### Problem to work on
In the data below, find the line that contains "Tag every instance of the white floral" and the line that contains "Tag every instance of the chair backrest". Copy both, plus every line between them, exactly.

### Dataset excerpts
○ ○ ○ ○ ○
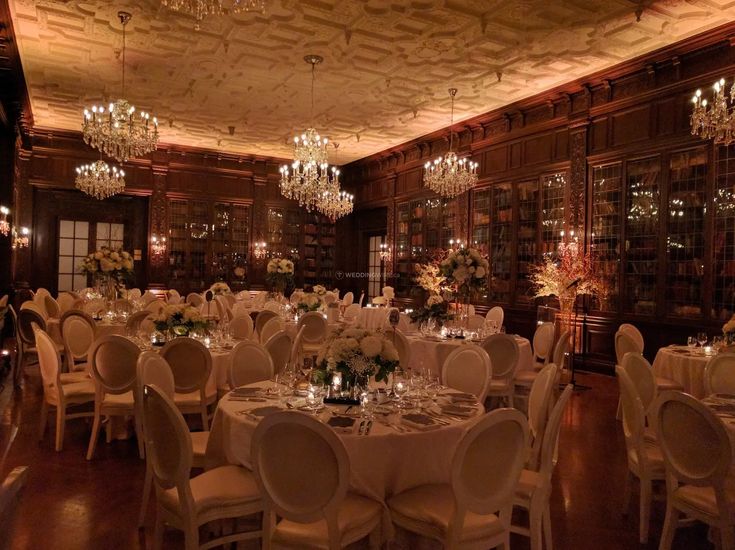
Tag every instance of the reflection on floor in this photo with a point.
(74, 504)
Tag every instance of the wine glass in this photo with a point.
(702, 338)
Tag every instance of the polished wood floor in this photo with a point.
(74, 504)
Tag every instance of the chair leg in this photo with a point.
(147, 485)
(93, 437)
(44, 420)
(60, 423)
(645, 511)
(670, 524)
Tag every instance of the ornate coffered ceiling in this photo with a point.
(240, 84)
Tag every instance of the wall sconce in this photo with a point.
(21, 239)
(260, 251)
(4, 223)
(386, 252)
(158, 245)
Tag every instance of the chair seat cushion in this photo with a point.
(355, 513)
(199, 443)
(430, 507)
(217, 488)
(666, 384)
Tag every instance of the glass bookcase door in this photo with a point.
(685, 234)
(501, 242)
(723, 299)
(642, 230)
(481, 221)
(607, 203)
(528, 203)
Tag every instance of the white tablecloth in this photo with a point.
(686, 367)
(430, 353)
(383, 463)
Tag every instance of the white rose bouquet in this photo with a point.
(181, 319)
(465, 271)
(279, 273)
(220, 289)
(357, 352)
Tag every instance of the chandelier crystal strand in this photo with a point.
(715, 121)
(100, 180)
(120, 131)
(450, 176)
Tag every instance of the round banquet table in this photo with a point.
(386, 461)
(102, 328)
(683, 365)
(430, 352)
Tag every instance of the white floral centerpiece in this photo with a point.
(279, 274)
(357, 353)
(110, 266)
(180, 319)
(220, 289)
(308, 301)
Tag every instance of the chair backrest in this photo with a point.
○ ○ ○ ○ ○
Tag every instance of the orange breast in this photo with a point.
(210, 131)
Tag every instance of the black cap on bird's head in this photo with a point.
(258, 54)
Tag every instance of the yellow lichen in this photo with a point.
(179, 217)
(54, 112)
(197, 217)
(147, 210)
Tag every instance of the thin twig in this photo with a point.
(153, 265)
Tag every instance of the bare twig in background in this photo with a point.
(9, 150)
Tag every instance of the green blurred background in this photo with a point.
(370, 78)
○ ○ ○ ○ ○
### Response
Tag every instance of the white floral centerpiece in this photo with a point.
(279, 274)
(357, 353)
(110, 266)
(180, 319)
(220, 289)
(308, 301)
Tag every instance of the chair backrest in this photo with a point.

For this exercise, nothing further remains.